_Directions_
Copy the records word for word from their first line through the line holding "(1297, 103)", both ends included, and leave the pictures out of your answer.

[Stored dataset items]

________________________________________

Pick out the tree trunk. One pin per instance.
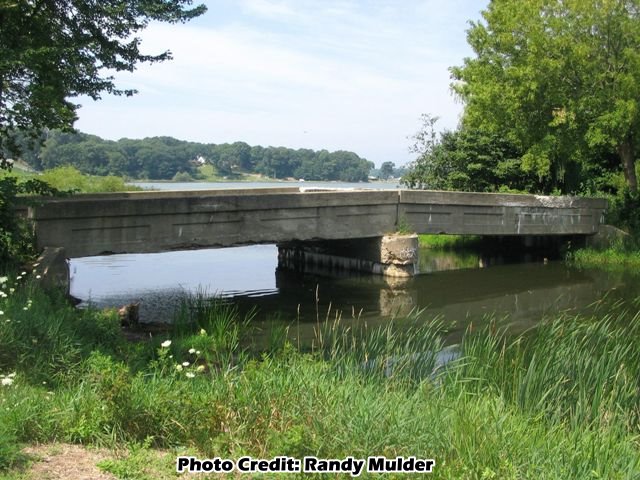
(627, 157)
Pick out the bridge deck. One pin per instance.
(139, 222)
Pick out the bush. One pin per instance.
(624, 212)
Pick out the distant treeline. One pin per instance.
(163, 158)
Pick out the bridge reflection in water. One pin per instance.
(462, 294)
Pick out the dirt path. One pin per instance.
(66, 462)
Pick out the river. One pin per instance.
(459, 288)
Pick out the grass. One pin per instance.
(560, 402)
(448, 241)
(614, 258)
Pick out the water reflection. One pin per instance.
(457, 290)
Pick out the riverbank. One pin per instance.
(613, 258)
(561, 403)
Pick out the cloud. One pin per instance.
(334, 74)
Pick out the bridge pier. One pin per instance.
(391, 255)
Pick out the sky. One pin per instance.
(322, 74)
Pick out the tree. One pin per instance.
(386, 170)
(54, 50)
(558, 79)
(468, 160)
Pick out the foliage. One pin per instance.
(53, 51)
(625, 212)
(560, 402)
(614, 258)
(165, 157)
(468, 160)
(69, 179)
(558, 80)
(386, 170)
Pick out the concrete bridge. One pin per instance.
(336, 223)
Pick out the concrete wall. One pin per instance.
(142, 222)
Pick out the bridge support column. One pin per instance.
(391, 255)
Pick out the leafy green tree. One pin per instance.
(469, 160)
(386, 170)
(52, 51)
(558, 79)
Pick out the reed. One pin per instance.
(561, 401)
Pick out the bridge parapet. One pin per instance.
(144, 222)
(500, 214)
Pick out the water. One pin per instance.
(390, 185)
(460, 288)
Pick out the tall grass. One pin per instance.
(617, 257)
(562, 401)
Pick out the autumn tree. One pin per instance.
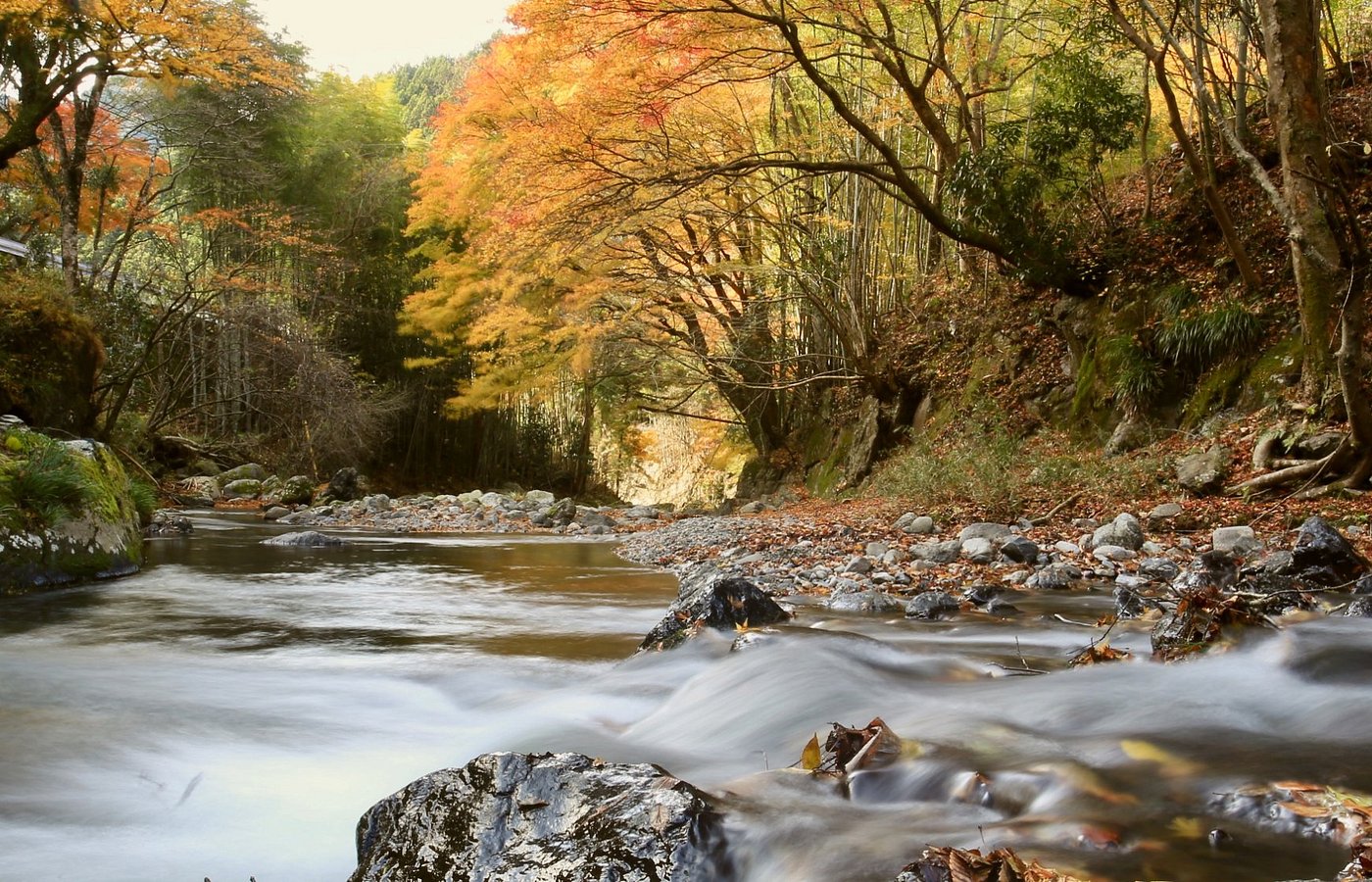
(52, 52)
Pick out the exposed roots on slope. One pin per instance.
(1345, 469)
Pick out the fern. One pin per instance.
(43, 487)
(1135, 374)
(1198, 339)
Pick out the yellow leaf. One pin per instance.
(1169, 762)
(1187, 827)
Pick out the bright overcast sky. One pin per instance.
(368, 37)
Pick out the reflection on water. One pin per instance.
(235, 708)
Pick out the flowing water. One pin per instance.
(235, 708)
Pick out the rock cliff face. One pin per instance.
(542, 817)
(98, 541)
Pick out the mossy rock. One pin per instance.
(91, 534)
(50, 354)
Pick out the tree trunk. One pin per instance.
(1297, 103)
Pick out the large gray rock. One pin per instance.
(710, 601)
(1204, 472)
(555, 816)
(1239, 541)
(297, 490)
(1321, 556)
(242, 488)
(992, 532)
(1124, 531)
(916, 524)
(1019, 550)
(978, 550)
(305, 539)
(250, 470)
(345, 486)
(99, 541)
(937, 552)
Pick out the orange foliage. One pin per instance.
(565, 167)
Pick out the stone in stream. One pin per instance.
(1019, 550)
(992, 532)
(1239, 541)
(1204, 472)
(345, 486)
(937, 552)
(305, 539)
(932, 605)
(873, 601)
(1321, 556)
(551, 816)
(1055, 577)
(915, 524)
(709, 601)
(1360, 608)
(1124, 531)
(978, 550)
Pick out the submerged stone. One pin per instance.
(305, 539)
(710, 603)
(558, 816)
(1321, 556)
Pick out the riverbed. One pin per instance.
(232, 710)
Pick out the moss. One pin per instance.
(1216, 390)
(50, 354)
(44, 543)
(825, 477)
(1271, 373)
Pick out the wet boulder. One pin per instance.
(1239, 541)
(345, 486)
(305, 539)
(1204, 472)
(709, 601)
(542, 816)
(297, 490)
(242, 488)
(1158, 568)
(932, 605)
(562, 512)
(1129, 604)
(873, 601)
(915, 524)
(168, 524)
(991, 532)
(1122, 531)
(249, 470)
(1055, 577)
(1019, 550)
(1321, 556)
(937, 552)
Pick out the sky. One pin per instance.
(364, 37)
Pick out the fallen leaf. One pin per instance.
(809, 758)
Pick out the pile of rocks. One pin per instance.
(535, 511)
(930, 573)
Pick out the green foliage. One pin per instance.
(1031, 167)
(984, 466)
(1169, 340)
(976, 463)
(41, 481)
(1200, 338)
(48, 353)
(421, 88)
(1135, 374)
(144, 497)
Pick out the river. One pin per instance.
(232, 710)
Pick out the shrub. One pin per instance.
(41, 481)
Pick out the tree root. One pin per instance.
(1347, 467)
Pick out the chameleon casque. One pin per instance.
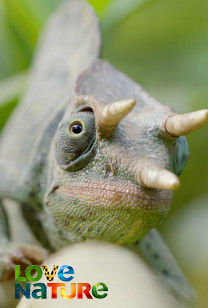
(88, 154)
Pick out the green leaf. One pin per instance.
(28, 17)
(13, 57)
(100, 5)
(10, 92)
(118, 10)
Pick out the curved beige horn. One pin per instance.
(153, 176)
(112, 114)
(182, 124)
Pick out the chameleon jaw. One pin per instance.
(115, 194)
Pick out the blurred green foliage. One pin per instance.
(163, 45)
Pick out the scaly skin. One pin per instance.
(89, 184)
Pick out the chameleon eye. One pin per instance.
(74, 140)
(76, 128)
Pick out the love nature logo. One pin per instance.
(66, 289)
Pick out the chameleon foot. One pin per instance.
(23, 255)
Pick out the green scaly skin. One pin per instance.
(76, 187)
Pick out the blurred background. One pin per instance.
(161, 44)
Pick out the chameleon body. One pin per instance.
(76, 176)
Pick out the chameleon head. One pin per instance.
(114, 169)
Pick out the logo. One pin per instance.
(29, 286)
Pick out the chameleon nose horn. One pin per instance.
(111, 115)
(182, 124)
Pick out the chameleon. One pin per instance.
(89, 154)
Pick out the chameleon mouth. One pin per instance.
(115, 194)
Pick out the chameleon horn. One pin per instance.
(112, 114)
(153, 176)
(182, 124)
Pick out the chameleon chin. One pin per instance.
(88, 154)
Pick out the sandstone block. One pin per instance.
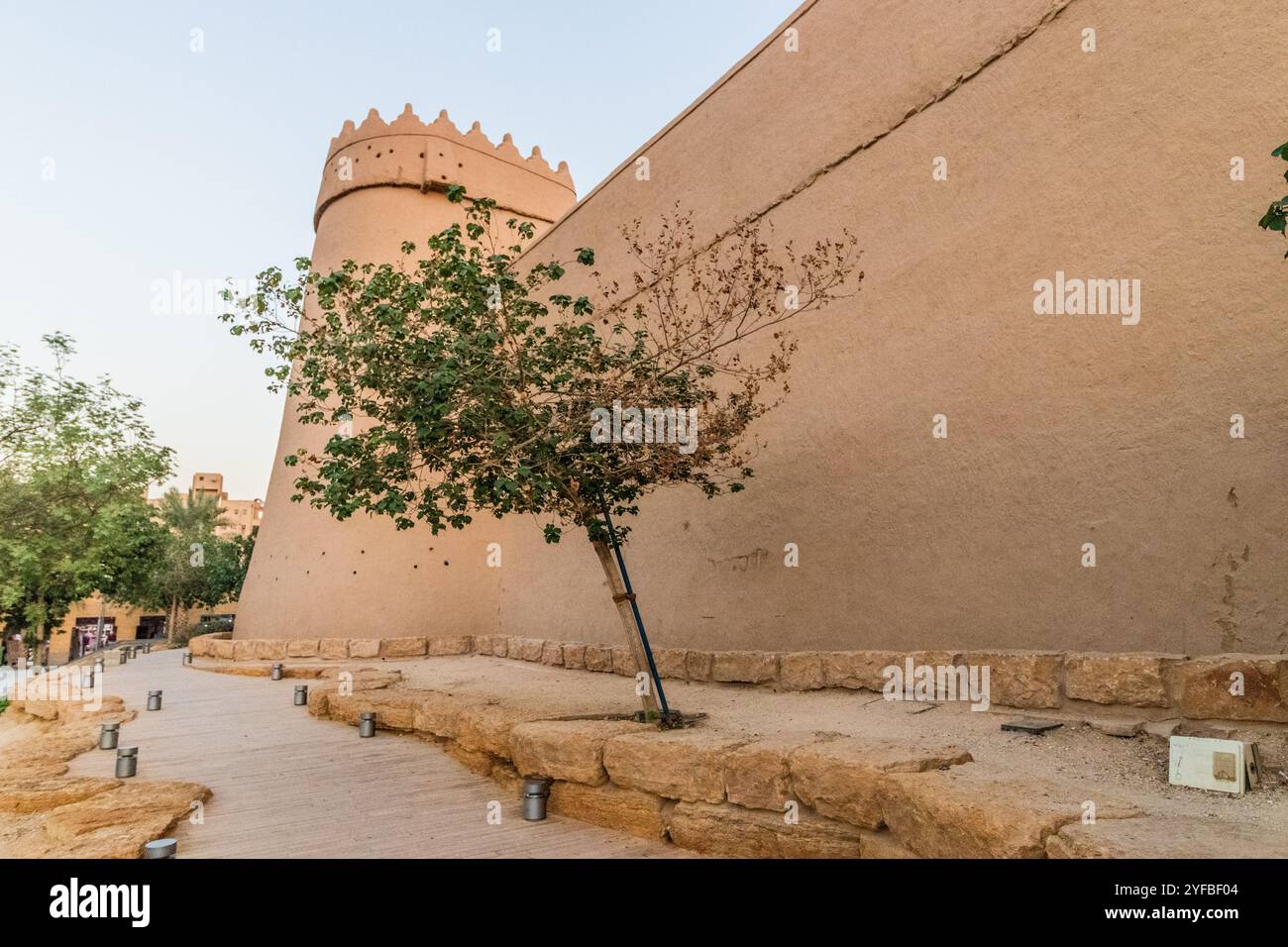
(402, 647)
(758, 775)
(364, 647)
(670, 663)
(954, 814)
(730, 831)
(439, 714)
(697, 665)
(599, 657)
(1202, 686)
(269, 648)
(677, 764)
(802, 671)
(119, 822)
(844, 779)
(441, 646)
(568, 750)
(623, 663)
(1136, 681)
(1028, 680)
(857, 671)
(575, 656)
(301, 647)
(394, 709)
(745, 667)
(1166, 836)
(22, 796)
(487, 727)
(622, 809)
(334, 648)
(883, 845)
(476, 761)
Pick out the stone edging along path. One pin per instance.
(807, 793)
(1218, 686)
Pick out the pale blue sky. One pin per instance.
(209, 162)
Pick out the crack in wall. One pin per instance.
(1008, 46)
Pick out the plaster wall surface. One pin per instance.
(1063, 429)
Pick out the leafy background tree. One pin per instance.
(1276, 215)
(189, 564)
(462, 381)
(76, 460)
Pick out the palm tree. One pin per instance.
(180, 579)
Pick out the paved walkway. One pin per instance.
(288, 785)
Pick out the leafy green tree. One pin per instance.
(76, 460)
(464, 380)
(1276, 215)
(191, 565)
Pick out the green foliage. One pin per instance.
(191, 565)
(75, 463)
(462, 380)
(1276, 215)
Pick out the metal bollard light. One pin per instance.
(161, 848)
(536, 791)
(127, 762)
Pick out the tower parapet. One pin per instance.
(408, 153)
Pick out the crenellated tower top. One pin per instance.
(408, 153)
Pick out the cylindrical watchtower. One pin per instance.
(316, 578)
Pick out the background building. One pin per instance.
(127, 622)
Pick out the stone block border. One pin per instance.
(797, 795)
(1214, 686)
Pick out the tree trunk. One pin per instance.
(623, 611)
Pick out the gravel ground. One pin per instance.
(1132, 770)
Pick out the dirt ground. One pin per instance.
(1077, 754)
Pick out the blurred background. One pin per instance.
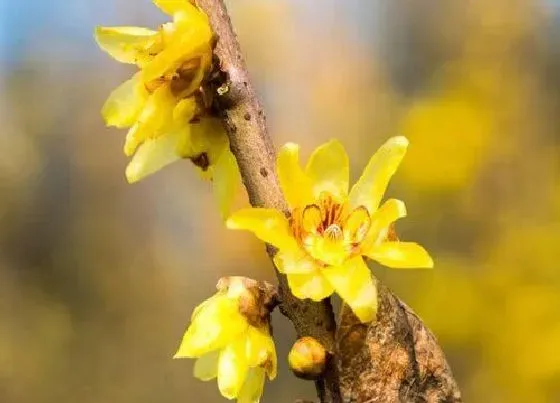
(98, 277)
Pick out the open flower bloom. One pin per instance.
(158, 103)
(321, 245)
(229, 346)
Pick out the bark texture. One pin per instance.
(396, 359)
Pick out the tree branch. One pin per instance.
(394, 359)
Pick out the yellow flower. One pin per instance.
(320, 246)
(166, 120)
(229, 345)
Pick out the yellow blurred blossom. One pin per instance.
(161, 104)
(329, 229)
(230, 337)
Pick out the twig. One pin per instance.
(395, 359)
(244, 120)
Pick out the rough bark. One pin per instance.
(396, 358)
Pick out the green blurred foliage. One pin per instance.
(98, 278)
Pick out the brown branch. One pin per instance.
(244, 120)
(396, 358)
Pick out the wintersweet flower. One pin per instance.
(329, 230)
(230, 336)
(162, 104)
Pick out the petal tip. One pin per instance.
(401, 208)
(231, 223)
(399, 141)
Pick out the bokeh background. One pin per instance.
(98, 278)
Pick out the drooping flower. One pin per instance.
(329, 230)
(162, 104)
(230, 336)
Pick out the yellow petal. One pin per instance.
(206, 367)
(217, 326)
(328, 169)
(354, 283)
(357, 226)
(401, 255)
(226, 179)
(257, 346)
(370, 188)
(184, 111)
(232, 368)
(313, 286)
(184, 45)
(125, 103)
(171, 7)
(388, 213)
(126, 44)
(269, 225)
(157, 112)
(253, 386)
(207, 303)
(295, 184)
(155, 154)
(271, 366)
(294, 261)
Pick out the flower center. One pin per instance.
(329, 231)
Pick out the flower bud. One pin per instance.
(307, 358)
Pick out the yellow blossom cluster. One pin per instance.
(161, 104)
(231, 344)
(329, 229)
(321, 244)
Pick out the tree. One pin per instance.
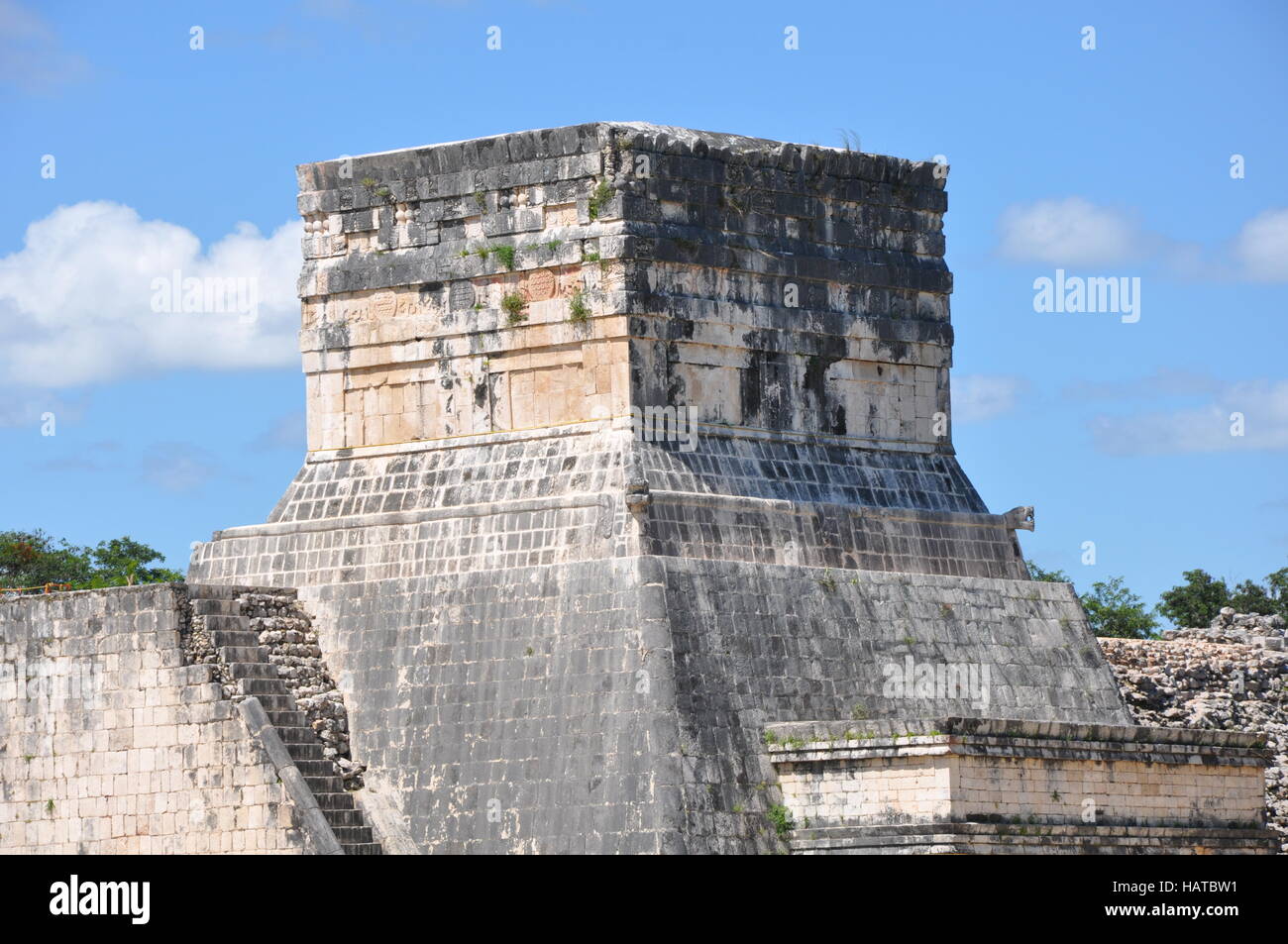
(33, 558)
(121, 561)
(1196, 601)
(1115, 610)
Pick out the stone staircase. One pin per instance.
(246, 668)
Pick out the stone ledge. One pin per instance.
(977, 839)
(956, 729)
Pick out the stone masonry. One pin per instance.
(125, 728)
(625, 443)
(1216, 681)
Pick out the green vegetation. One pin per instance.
(1201, 597)
(1115, 610)
(599, 196)
(781, 818)
(506, 256)
(31, 559)
(579, 312)
(514, 304)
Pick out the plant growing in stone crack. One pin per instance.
(506, 256)
(579, 312)
(599, 196)
(781, 818)
(514, 304)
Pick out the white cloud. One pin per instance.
(31, 55)
(287, 432)
(1076, 232)
(979, 397)
(1068, 232)
(76, 299)
(1261, 246)
(179, 468)
(1163, 381)
(1263, 406)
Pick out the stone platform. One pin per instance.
(958, 785)
(625, 442)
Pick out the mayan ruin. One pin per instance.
(630, 522)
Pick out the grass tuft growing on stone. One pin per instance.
(579, 312)
(514, 304)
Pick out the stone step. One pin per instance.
(317, 767)
(344, 816)
(292, 717)
(263, 686)
(325, 784)
(215, 607)
(300, 751)
(274, 703)
(334, 800)
(231, 638)
(244, 653)
(352, 833)
(222, 591)
(253, 670)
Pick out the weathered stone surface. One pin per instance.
(110, 743)
(559, 631)
(1188, 682)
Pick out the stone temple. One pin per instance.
(631, 522)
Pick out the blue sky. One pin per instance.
(1104, 162)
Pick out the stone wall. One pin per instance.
(952, 785)
(1189, 682)
(110, 743)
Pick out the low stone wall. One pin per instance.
(110, 743)
(1060, 787)
(1188, 682)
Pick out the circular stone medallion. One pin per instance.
(384, 304)
(541, 284)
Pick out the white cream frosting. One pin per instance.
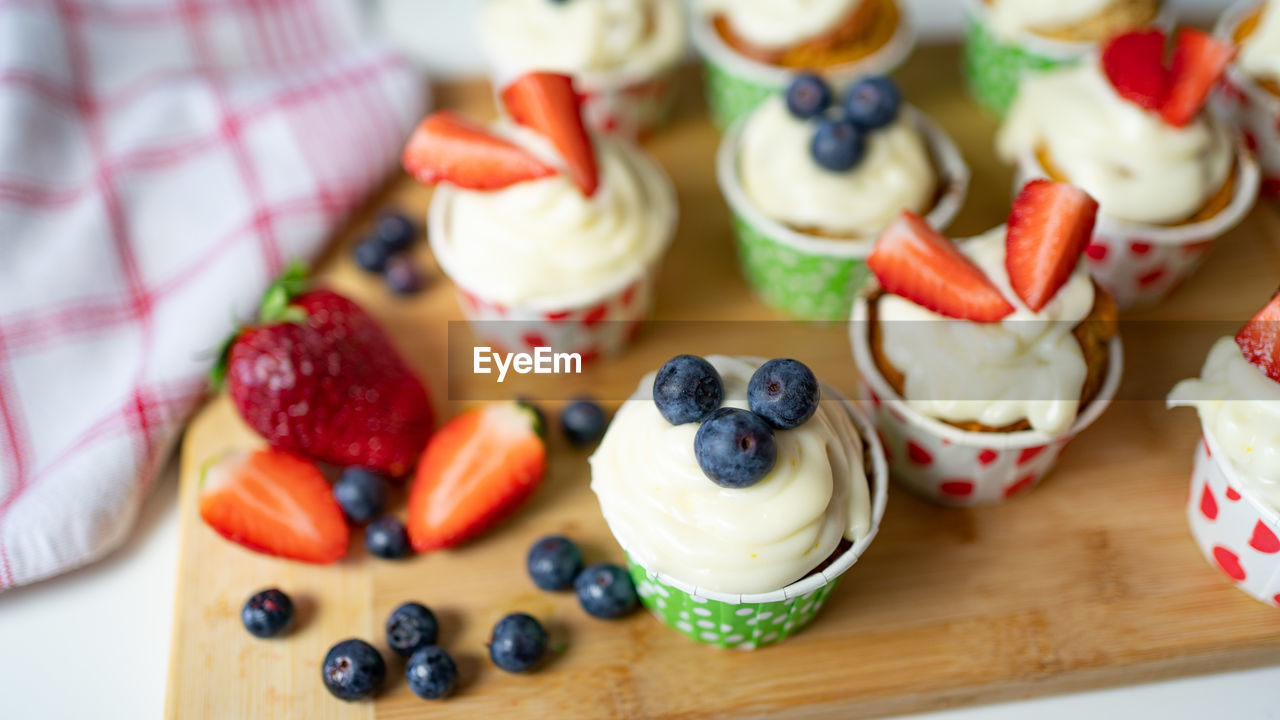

________________________________________

_Solution to the problem_
Pick out the tree trunk. One pin per instance.
(627, 157)
Pick out the bridge deck. One pin per instance.
(139, 222)
Pick out the bush. One pin per instance.
(624, 212)
Pick out the distant treeline. One pin per instance.
(163, 158)
Pick out the bridge reflection in water. One pin per instance.
(462, 294)
Pick out the dirt path. One pin per instance.
(66, 462)
Pick out the river. One pin per instance.
(459, 288)
Pick out the grass. One pin per instance.
(560, 402)
(448, 241)
(614, 258)
Pick out the water reflection. One pin per instance.
(457, 290)
Pick out the riverbank. One pin per instance.
(613, 258)
(561, 403)
Pick out the cloud. One pin per instance.
(334, 74)
Pick out the bridge pier. One pin per instance.
(391, 255)
Pick out the sky. One pin per instance.
(322, 74)
Pick out the tree. One pin per instance.
(386, 170)
(54, 50)
(558, 79)
(468, 160)
Pick out the foliage. One pin per instance.
(53, 51)
(625, 212)
(560, 402)
(614, 258)
(165, 157)
(468, 160)
(69, 179)
(558, 80)
(386, 170)
Pick out the concrete bridge. One pin per instance.
(336, 223)
Pick out the concrete wall. One pin per instance.
(142, 222)
Pick out the bridge support column. One pin per instance.
(391, 255)
Pick out the leafy green tree. One pin per instance.
(469, 160)
(386, 170)
(52, 51)
(558, 79)
Pick out the reed. One pin per instance.
(561, 401)
Pick out the bridge parapet. One pin per instance.
(144, 222)
(500, 214)
Pick out the water. One pin per instance.
(390, 185)
(460, 288)
Pick out the tall grass. One pin per instance.
(617, 257)
(562, 401)
Pick out the autumn tree. One pin per instance.
(52, 52)
Pick out the exposed roots on slope. One pin per instance.
(1345, 469)
Pick out the fern. One pin per instance.
(43, 487)
(1135, 374)
(1198, 339)
Pick out the yellow leaf. One pin per instance.
(1169, 762)
(1187, 827)
Pick out the bright overcast sky. One pin per instance.
(368, 37)
Pick out the reflection on water. One pin per instance.
(235, 708)
Pick out the flowing water. One pin per instance.
(235, 708)
Pick out the rock cliff face. One pin per instance.
(542, 817)
(98, 541)
Pick out the mossy rock. One pin per instance.
(91, 534)
(50, 354)
Pick out the tree trunk. One pin per instance.
(1297, 103)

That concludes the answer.